Data section:
::::::

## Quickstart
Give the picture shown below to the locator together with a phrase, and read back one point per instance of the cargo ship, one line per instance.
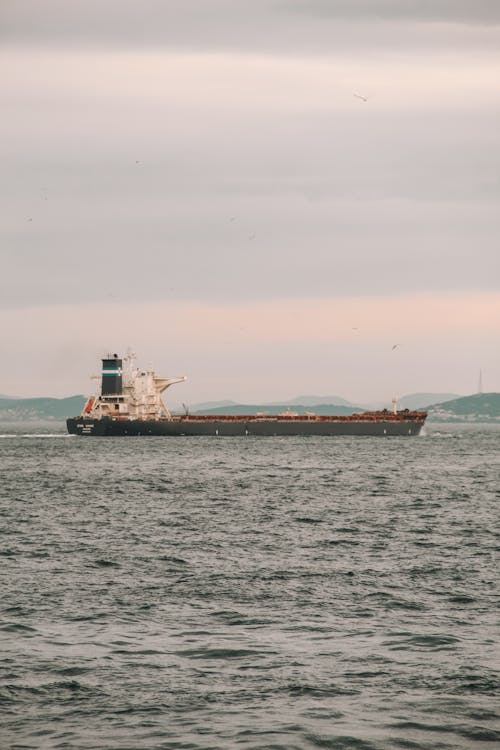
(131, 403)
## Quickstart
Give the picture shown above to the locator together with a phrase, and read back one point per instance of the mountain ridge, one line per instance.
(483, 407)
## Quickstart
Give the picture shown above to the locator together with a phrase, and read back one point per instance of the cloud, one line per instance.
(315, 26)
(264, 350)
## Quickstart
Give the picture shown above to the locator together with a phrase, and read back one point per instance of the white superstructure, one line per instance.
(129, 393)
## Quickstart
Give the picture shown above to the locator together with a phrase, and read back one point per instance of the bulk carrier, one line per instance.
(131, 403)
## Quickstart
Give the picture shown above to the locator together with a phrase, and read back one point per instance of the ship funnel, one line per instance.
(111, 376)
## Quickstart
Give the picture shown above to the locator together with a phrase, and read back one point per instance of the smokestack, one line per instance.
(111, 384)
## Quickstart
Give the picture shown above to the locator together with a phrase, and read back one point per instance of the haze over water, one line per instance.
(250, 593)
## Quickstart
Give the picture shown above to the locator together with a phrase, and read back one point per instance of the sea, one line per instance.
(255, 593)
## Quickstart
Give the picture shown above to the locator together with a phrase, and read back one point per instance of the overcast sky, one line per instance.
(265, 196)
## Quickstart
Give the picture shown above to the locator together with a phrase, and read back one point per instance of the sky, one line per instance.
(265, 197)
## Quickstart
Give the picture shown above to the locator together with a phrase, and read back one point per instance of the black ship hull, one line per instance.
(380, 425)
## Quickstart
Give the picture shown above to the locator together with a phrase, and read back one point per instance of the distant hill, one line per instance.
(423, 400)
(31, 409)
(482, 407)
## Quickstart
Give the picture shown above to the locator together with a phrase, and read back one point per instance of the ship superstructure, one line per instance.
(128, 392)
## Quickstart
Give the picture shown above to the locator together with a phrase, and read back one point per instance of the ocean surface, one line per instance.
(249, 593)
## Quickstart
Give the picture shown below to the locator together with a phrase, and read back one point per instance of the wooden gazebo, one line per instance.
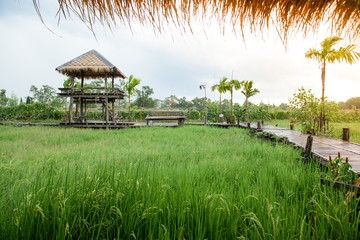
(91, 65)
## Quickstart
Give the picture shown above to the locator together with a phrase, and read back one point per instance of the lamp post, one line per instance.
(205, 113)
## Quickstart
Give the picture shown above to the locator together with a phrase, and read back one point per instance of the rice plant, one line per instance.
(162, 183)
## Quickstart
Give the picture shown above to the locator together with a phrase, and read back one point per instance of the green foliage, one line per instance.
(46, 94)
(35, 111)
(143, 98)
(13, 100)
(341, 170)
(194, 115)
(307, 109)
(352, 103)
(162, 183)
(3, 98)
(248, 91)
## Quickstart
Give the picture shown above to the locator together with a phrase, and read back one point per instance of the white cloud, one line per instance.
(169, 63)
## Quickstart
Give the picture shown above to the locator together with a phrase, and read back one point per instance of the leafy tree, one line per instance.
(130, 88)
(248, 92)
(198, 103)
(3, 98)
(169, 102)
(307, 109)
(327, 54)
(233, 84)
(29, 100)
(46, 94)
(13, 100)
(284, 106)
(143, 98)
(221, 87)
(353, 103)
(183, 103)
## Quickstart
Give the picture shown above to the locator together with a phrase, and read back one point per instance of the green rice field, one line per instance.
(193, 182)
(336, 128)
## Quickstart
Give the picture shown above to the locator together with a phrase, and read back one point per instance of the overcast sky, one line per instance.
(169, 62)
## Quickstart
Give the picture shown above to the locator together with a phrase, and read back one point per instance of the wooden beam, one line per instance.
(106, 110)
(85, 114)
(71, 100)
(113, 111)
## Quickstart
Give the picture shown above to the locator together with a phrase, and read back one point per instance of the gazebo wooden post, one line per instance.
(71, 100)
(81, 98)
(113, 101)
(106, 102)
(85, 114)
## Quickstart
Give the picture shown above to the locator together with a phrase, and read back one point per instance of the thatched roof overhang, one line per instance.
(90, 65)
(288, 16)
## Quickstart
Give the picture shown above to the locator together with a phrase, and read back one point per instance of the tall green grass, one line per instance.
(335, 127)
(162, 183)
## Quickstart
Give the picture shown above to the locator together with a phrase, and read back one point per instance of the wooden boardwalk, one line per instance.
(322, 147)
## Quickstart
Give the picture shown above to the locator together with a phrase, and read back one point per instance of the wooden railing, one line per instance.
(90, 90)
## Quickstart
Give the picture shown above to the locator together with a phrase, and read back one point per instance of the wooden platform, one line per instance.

::::::

Required action:
Output the records verbatim, every one of them, and keep the pictures out.

Response area:
## Quickstart
Give the picture shown below to the locator together with a phrase, and read back one point per instance of the cargo ship, one line per instance.
(131, 403)
## Quickstart
Give the picture shown above to the locator together with a phrase, and read back one point per instance of the mountain ridge, one line per instance.
(483, 407)
## Quickstart
Give the picture shown above to the locator together with a phrase, and read back one point per instance of the cloud, one line per instance.
(315, 26)
(264, 350)
## Quickstart
Give the picture shown above to the locator together with a phrase, and read back one point per instance of the white superstructure, one line per instance.
(129, 393)
## Quickstart
Give the picture shown above to the locator together with a phrase, and read back one point per instance of the bulk carrier, one line per instance.
(131, 403)
## Quickstart
Give the picture shown above to the locator together with a phrase, and read back one point per instance of the ship funnel, one line per instance.
(111, 376)
## Quickstart
Give the picture shown above to the locator together with a phrase, and read back one point per instance of the smokestack, one line per instance.
(111, 384)
## Quickstart
Give the picture shown above to the locator together with a phrase, and read back one point per instance of the haze over water, one line per instance.
(250, 593)
## Quickstart
Give the picture shown above to the locator together with a phrase, and read back one point per instance of the sea, one line per instance.
(255, 593)
## Quickstart
Give the picture shown above to the locator together with a phrase, and read back one point per instance of the overcast sky, one line per instance.
(265, 196)
## Quickstart
Give the picture shown above to the locator together with a phrase, and read back one point per instance of the sky, one line per instance.
(265, 197)
## Quickstart
Give the picture shown above to the locator together with a phrase, and read back one point per instance of the black ship hull, one line per instance.
(380, 425)
## Quickstart
Give the picture shown above to the locator together with a phrase, and read back one point per instance of the distant hill, one line per instance.
(423, 400)
(31, 409)
(482, 407)
## Quickstart
Give the picture shown above to the locator together with a phrase, and read back one point per instance of the ship superstructure, one line per instance.
(128, 392)
## Quickstart
Give the picture shown above to the locator together with a phrase, and read back one point per instance of the ocean surface, one line per instance.
(249, 593)
## Quickstart
Give the picture shown below to the locator together with a phrase, and read back one point per instance of the wooden gazebo, one line per instance.
(91, 65)
## Quickstart
Give the picture shown above to the locator together with a phrase, and read back one point per instance of the lamp post, one line per instance.
(205, 113)
## Quickstart
Give the picture shown above to the locator together with a phrase, and read back one point per instance of the rice plant, one line per instance.
(162, 183)
## Quickstart
Give the picture shown above to the locator together with a phrase, and read back one point per instance of the green foliage, one line per instance.
(46, 94)
(35, 111)
(143, 98)
(13, 100)
(341, 170)
(194, 115)
(307, 109)
(352, 103)
(162, 183)
(3, 98)
(248, 91)
## Quickstart
Give the picture shown above to the locator together with a phrase, and read back one point per instance of the white cloud, one line per instance.
(169, 63)
## Quickstart
Give the picture shown above to the locator together with a phrase, and read back one point per instance of the leafy tree, one line per instance.
(130, 88)
(248, 92)
(198, 103)
(3, 98)
(169, 102)
(307, 109)
(327, 54)
(233, 84)
(29, 100)
(46, 94)
(13, 100)
(284, 106)
(143, 98)
(221, 87)
(353, 103)
(183, 103)
## Quickstart
Give the picture shown above to the locator together with a phrase, and read back one point per instance of the green rice field, one line per instance.
(193, 182)
(336, 128)
## Quickstart
Give the picture shown above to the locator together with a phrase, and read back one point per instance of the overcast sky, one line per instance.
(169, 62)
## Quickstart
Give the picture shown above to the locator together with a phrase, and read back one point per instance of the wooden beam, one line per instance.
(106, 110)
(85, 114)
(71, 100)
(113, 111)
## Quickstart
Give the picture shown above to the locator together with a phrase, and read back one point per instance of the gazebo wooden post, one line per instance.
(71, 100)
(81, 98)
(113, 101)
(106, 102)
(85, 114)
## Quickstart
Give the picture shown above to the locator together with a phrase, and read back one point per instance of the thatched roof overhang, one line per instance.
(90, 65)
(288, 16)
## Quickstart
Give the picture shown above to the locator together with a phrase, and read back one point per instance of the tall green grass, one line per instance.
(335, 127)
(162, 183)
## Quickstart
Give the picture shown above to the locator together with a phrase, and read back one point per instance of the wooden boardwalk, one line per instance.
(322, 147)
## Quickstart
Give the picture shown above to the locator together with a phrase, and read back one point per instance of the wooden railing, one line per instance.
(90, 90)
## Quickstart
Give the picture shown above to the locator together with a phrase, and read back one point per instance of the wooden platform, one line per instance.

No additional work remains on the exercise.